>>>

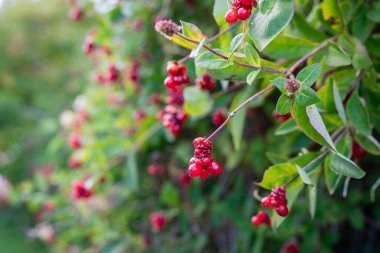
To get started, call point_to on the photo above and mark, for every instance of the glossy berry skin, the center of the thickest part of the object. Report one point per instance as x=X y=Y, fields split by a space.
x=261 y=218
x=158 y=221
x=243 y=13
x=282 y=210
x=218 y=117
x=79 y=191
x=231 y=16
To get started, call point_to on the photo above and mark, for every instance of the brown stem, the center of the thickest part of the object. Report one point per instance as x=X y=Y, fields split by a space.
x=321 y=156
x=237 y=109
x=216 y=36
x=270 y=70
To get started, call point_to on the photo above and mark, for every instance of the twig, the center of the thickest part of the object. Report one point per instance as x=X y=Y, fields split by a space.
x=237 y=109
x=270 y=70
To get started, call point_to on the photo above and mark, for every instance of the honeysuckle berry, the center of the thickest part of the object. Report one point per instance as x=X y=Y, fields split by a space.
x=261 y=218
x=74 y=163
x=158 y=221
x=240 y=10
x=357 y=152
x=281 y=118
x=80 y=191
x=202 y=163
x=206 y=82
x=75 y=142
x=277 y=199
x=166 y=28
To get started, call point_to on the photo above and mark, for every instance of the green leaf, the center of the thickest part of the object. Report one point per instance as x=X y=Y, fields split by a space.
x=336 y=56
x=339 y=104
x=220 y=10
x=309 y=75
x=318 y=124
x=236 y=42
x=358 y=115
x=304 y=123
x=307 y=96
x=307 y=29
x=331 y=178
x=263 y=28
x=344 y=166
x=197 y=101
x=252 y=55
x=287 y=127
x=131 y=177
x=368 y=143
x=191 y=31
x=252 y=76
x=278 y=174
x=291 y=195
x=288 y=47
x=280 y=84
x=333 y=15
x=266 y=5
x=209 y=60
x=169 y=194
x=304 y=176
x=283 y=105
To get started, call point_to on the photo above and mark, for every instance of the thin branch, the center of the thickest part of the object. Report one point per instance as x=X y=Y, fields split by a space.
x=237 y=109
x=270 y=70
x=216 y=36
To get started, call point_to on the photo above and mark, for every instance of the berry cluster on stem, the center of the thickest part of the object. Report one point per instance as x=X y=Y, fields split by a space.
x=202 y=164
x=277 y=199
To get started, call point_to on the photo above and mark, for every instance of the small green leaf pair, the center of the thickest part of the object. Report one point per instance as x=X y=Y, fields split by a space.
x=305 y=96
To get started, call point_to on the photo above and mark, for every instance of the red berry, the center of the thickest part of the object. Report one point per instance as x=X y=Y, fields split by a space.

<<<
>>>

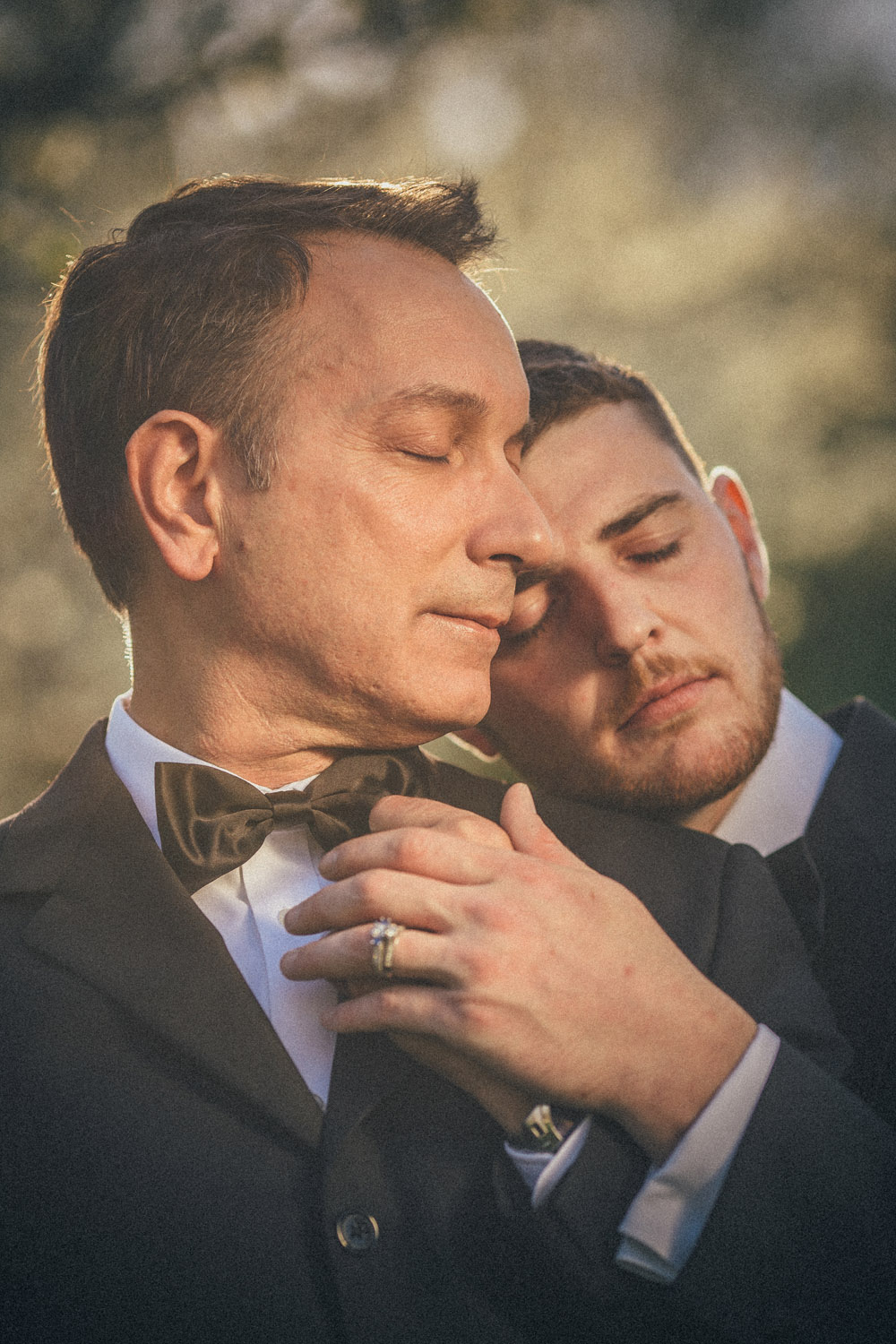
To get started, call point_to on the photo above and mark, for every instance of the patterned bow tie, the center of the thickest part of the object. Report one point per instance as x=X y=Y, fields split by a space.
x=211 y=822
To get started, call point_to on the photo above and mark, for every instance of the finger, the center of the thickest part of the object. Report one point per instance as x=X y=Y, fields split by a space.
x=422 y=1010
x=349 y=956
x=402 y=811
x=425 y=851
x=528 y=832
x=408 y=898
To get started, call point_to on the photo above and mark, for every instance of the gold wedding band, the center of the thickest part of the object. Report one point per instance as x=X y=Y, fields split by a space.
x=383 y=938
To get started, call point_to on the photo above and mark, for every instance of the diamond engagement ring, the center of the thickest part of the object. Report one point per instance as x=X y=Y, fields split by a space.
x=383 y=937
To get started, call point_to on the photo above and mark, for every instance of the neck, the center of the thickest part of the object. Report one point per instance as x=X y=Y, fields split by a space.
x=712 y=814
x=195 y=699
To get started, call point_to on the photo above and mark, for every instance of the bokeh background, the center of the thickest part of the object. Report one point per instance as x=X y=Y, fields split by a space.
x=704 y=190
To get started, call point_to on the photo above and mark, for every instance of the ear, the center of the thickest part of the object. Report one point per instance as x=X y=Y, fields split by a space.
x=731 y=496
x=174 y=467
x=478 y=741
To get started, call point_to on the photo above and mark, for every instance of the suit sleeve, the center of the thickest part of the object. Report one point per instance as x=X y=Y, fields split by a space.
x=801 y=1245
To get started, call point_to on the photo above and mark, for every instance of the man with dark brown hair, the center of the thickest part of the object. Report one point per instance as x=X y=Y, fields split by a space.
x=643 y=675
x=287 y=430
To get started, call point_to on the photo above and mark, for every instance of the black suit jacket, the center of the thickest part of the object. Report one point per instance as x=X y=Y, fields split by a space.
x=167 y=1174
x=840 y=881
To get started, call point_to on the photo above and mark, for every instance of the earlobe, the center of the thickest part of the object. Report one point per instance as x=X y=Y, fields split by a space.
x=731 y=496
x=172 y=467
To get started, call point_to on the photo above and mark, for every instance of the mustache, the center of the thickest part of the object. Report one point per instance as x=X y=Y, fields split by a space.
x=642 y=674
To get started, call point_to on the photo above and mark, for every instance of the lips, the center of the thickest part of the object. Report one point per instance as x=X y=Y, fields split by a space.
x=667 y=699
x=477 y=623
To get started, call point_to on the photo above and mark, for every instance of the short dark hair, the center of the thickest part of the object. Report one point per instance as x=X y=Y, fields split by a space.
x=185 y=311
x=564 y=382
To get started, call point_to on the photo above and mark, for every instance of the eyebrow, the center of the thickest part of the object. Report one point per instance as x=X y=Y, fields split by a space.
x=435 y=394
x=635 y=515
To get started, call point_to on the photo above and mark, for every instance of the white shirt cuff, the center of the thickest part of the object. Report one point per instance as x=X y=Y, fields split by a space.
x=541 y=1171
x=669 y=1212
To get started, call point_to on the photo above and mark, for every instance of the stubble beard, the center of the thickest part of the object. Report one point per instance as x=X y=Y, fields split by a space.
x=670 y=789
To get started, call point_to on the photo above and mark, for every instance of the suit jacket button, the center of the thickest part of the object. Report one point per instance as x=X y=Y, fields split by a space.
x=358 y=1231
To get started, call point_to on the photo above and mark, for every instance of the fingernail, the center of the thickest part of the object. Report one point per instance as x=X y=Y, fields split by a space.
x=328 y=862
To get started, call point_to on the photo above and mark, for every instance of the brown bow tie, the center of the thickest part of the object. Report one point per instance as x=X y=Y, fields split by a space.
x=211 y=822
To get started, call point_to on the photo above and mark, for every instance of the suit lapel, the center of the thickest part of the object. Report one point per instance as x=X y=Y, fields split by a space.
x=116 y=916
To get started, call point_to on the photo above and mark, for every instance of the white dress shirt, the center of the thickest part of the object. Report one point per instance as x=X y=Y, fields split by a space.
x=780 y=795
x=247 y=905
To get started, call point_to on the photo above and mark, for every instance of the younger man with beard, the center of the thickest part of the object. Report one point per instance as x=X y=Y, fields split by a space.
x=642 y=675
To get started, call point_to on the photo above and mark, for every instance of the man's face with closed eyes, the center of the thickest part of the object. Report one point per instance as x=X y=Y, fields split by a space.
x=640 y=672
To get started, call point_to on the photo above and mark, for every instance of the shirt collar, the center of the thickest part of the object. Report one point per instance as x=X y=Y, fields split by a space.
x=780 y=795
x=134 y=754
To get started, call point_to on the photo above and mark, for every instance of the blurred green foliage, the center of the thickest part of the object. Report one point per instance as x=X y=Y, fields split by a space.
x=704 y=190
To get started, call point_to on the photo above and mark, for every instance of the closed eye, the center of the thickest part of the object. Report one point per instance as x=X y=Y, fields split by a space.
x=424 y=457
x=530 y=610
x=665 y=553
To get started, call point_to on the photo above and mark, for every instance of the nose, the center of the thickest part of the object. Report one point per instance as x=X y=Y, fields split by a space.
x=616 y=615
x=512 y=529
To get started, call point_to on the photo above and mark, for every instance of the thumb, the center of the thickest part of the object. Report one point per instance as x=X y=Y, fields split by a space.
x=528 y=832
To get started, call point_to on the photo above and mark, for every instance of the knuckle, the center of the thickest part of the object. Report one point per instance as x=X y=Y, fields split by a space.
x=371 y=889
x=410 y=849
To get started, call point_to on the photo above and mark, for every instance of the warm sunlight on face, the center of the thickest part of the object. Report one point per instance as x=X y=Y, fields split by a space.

<<<
>>>

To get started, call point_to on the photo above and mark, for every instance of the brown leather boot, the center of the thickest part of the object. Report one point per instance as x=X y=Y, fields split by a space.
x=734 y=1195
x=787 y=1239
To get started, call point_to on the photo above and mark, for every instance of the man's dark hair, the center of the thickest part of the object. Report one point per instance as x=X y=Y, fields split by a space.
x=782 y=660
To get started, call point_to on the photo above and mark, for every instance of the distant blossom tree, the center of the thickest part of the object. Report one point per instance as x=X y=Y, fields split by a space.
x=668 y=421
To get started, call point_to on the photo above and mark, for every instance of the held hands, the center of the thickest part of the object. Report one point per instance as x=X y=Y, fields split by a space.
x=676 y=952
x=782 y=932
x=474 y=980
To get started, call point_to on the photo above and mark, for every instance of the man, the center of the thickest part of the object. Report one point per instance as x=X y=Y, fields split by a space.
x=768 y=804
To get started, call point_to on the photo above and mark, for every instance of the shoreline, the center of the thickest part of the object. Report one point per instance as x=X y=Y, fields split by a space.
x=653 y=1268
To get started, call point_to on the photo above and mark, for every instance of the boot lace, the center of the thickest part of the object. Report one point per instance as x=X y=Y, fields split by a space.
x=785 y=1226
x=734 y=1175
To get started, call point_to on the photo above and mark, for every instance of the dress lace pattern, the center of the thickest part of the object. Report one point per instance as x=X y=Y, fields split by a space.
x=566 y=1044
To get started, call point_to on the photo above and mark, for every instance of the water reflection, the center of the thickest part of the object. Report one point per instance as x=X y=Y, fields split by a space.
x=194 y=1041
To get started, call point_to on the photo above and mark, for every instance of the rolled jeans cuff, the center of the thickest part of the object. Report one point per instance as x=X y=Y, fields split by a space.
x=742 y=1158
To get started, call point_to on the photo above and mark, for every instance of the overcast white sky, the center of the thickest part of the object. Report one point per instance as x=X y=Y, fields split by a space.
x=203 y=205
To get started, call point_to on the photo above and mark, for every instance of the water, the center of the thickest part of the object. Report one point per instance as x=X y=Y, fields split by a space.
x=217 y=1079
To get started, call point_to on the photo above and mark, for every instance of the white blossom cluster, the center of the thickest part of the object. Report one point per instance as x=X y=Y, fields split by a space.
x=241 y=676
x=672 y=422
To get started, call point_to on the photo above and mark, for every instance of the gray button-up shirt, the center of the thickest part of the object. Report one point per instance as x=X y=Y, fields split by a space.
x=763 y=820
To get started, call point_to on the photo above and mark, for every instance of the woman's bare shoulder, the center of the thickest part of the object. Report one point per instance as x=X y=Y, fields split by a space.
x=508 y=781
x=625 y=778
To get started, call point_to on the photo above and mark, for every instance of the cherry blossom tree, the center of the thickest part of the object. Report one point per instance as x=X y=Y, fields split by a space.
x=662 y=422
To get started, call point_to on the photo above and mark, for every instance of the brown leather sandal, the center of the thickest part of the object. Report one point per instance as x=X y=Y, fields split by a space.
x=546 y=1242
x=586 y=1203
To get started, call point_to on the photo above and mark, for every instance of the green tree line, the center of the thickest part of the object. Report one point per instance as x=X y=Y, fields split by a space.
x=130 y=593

<<<

--- TASK ---
Lay out the records from the line containing "of the diamond" through the line containing "x=195 y=699", both included, as a two-column CSV with the header text,points. Give one row per record, with each field in double quotes and any line breaks in a field replaced by spaces.

--- EXPECTED OUTPUT ---
text,points
"To get started, call point_to on the photo above and mark, for every instance of the diamond engagement ring, the center of the thickest part of the object. Report one point per instance as x=X y=Y, fields split by a space.","x=383 y=937"
"To get started, call point_to on the photo above and mark, for every instance of the neck, the center of the thickest part of the object. Report one point per instance as x=X y=Y, fields split by a space.","x=712 y=814 x=195 y=699"